Текст упражнения

- - - -

Я обнаружил разрозненные номера фармацевтических и медицинских журналов, и везде натыкался в них все на тот же стиль, на те же самые стилевые перлы. Записал на память: «Не забыть нордическую математику, которую в начале „борьбы за свободу“ поддерживал коллега Ковалевски, первый нацистский ректор нашего Технического училища; исследовать на предмет LTI-заразы остальные отрасли естественных наук».

Когда Ханс принес несколько литературных новинок из своей личной библиотеки, мне пришлось от точных наук вернуться в свою область. (Как и тридцать лет назад, он все еще оставался гуманитарием и философом; а занятие аптекарским делом и партийный значок, без которого пришлось бы преодолевать слишком много препятствий, были нужны только для более или менее спокойной жизни; конечно, чтобы помочь другу, приходилось идти на какой-то риск, ставить эту спокойную жизнь на карту, но только ради этого — рисковать из-за одной политики было бы уж слишком.) Он принес мне новый труд по истории и недавно вышедшую историю литературы; судя по тиражам, обе эти вполне серьезные работы относились к разряду официально рекомендуемых и авторитетных учебников. Я обследовал их с точки зрения LTI и прокомментировал свои наблюдения. Записал для себя: «Простым запретом подобной литературы для широких кругов ничего впредь не добиться. Нужно обратить внимание будущих педагогов на своеобразие и на грехи LTI и подробно осветить их, я выписываю учебные примеры для семинаров по истории и германистике».

Итак, начнем с «Истории немецкого народа» Фридриха Штиве. Объемистый том опубликован в 1934 г., а в 1942 г. вышел в свет двенадцатым изданием. С лета 1939 г. (т.е. с 9 издания) в книге излагаются события вплоть до аннексии Чехословакии и возврата территории вокруг Мемеля[250]. Если бы этой книге было суждено быть переизданной (в чем я сомневаюсь), то в ней уже едва ли надо было бы учитывать дальнейший ход исторических событий. Ведь за месяц до начала новой мировой войны автор завершает книгу торжествующим возгласом (он возвещает, что «достигнут невиданный расцвет, причем не пролито ни капли крови») и зловещей метафорой: Германский рейх выступает «теперь из потока времени как царство собранности и терпения, как мерцающее обетование будущего, подобное [архитектурным] строениям Адольфа Гитлера». Еще не высохла типографская краска на экземпляре, который я теперь держал в руках, как первые из этих строений, «которые в их мощной, четко расчлененной целостности символически воплощают в сияющем единстве силу и покой» (я сделал приписку — «обратить внимание на архитектурную показную демонстрацию силы, она также часть LTI»), начали рушиться под вражескими бомбами.

Книга Штиве похожа на хорошую наживку: ее яд прикрыт безобидным мякишем. Среди пяти сотен страниц книги встречаются длинные главы, которые, несмотря на пронизывающий весь труд пафос, написаны довольно спокойно, без неестественных стилевых и содержательных натяжек, так что даже мыслящий читатель может проникнуться доверием к книге. Но как только появляется возможность привлечь нацистские тоны, тут же включаются все регистры LTI. «Все» — здесь это равнозначно «множеству»; ведь язык Третьей империи беден, только бедным он и хочет, и может быть, а потому нагнетание достигается только за счет повторов, вдалбливания одного и того же.

- - - -

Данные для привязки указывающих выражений
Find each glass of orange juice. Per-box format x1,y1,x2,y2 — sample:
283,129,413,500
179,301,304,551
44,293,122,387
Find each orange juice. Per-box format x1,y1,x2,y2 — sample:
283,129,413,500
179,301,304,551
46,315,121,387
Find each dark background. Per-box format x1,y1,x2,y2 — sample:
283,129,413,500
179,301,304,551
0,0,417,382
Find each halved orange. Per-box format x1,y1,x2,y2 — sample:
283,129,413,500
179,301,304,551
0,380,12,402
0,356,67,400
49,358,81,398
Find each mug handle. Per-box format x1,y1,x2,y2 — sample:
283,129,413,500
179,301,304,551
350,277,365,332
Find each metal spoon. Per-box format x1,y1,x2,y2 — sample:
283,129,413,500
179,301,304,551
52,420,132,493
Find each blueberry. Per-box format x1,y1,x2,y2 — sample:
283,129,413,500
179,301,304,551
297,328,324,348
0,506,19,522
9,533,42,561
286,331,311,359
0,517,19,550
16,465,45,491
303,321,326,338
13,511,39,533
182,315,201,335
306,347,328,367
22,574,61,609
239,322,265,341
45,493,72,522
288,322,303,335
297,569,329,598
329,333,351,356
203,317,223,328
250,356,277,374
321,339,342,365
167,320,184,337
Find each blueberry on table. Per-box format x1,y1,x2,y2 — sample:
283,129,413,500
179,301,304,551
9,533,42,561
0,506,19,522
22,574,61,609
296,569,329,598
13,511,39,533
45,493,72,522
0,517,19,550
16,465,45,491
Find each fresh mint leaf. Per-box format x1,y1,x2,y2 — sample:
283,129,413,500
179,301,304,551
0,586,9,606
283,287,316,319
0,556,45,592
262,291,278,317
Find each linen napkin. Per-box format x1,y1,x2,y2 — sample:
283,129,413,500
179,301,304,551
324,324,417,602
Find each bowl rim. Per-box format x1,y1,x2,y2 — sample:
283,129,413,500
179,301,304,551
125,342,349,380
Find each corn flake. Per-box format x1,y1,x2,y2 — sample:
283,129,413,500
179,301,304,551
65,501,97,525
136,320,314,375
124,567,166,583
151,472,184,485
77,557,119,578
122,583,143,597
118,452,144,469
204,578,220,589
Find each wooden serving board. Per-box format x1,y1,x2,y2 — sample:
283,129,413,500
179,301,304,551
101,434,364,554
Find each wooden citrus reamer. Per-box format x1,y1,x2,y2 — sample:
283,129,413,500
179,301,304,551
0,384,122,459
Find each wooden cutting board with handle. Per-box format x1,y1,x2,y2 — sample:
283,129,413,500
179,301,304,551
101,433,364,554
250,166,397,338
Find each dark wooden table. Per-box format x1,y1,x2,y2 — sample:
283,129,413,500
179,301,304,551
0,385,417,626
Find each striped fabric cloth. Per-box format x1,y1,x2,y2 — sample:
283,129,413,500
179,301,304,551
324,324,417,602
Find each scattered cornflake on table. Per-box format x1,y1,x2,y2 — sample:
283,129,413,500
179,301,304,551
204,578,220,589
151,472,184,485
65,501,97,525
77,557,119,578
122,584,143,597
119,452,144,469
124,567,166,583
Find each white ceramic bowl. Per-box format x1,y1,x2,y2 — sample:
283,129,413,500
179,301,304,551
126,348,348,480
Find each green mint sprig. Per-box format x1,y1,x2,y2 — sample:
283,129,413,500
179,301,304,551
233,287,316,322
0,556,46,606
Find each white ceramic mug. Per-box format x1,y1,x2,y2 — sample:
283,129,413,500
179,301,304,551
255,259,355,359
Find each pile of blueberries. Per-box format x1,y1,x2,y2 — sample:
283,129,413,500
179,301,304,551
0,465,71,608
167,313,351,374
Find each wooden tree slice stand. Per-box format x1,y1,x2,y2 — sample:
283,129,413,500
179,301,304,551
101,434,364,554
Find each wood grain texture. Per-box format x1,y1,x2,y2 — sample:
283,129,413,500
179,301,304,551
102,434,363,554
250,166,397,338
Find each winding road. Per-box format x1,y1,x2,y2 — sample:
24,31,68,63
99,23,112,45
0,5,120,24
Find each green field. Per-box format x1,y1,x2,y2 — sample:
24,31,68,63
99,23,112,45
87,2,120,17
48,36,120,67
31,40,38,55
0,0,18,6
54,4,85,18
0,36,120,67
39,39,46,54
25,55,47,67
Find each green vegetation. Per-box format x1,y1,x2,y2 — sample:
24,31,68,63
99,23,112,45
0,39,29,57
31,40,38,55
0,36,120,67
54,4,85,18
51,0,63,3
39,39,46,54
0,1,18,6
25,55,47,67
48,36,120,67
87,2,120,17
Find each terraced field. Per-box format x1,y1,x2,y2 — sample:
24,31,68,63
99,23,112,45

- - - -

Задания к упражнению
• 1. Ответьте по тексту о языке Третьей империи на вопросы:
(a) Кто был первым нацистским ректором Технического училища?
(b) В каком году впервые опубликована «История немецкого народа» Фридриха Штиве и какое ее издание вышло в 1942 г.?
(c) С чем сравнивается книга Штиве?
• 2. Подхватите текст о языке Третьей империи и продолжите его после последнего предложения.

Ответы к заданиям
• 1.
(a) Коллега Ковалевски.
(b) Книга впервые опубликована в 1934 г. В 1942 г. вышло двенадцатое издание.
(c) С хорошей наживкой, у которой яд прикрыт безобидным мякишем.

• 2.
И уж в торжественные моменты — как положительные, так и отрицательные, — без «крови» не обойтись. Когда «даже сам Гёте» испытал перед Наполеоном «безмерное благоговение», в тот момент «голос крови» явно молчал; когда правительство Дольфуса выступило против австрийских национал-социалистов, то оно выступило против «голоса крови»; а когда гитлеровские войска вошли в Австрию, то «наконец-то пробил час крови». Ибо тогда древняя Восточная марка «вернулась в лоно вечной Германии».

«Восточная марка», «вечный», «вернуться в лоно» — все эти слова сами по себе вполне нейтральны, за сотни лет до возникновения нацизма они жили и всегда будут жить в немецком языке. Но в контексте LTI они становятся подчеркнуто нацистскими словами, которые относятся к особому регистру и характерны именно для него. Когда вместо «Австрии» говорят о «Восточной марке», это свидетельствует о связи с традицией, о благоговении перед предками, на которых — по праву или без всяких прав — ссылаются, уверяя, что сохраняют их наследие и выполняют их заветы. Слово «вечный» указывает в том же направлении; мы — звенья цепи, начало которой лежит в седой древности, сама же она — через нас — должна продолжаться, уходя в бесконечную даль, а это значит, что мы всегда были и всегда будем. Слово «вечный» есть лишь доведенный до крайности частный случай проявления нацистской любви к числовым суперлативам, которая, в свою очередь, есть частный случай общей любви LTI к превосходной степени. Ну а «возвращение в лоно»? Это одно из словесных выражений подчеркнутого чувства, выражение, которое раньше других приобрело одиозный характер; оно в свою очередь проистекает из восхваления крови и влечет за собой избыточность суперлатива.

Традиция и долговечность — эти два понятия настолько привычны историкам, настолько важны в их работе, что едва ли могут придать стилю историографов какую-либо особую окраску. Поэтому свою верность ортодоксальному национализму Штиве демонстрирует с помощью беспрерывного нагнетания слов и выражений, обозначающих чувства.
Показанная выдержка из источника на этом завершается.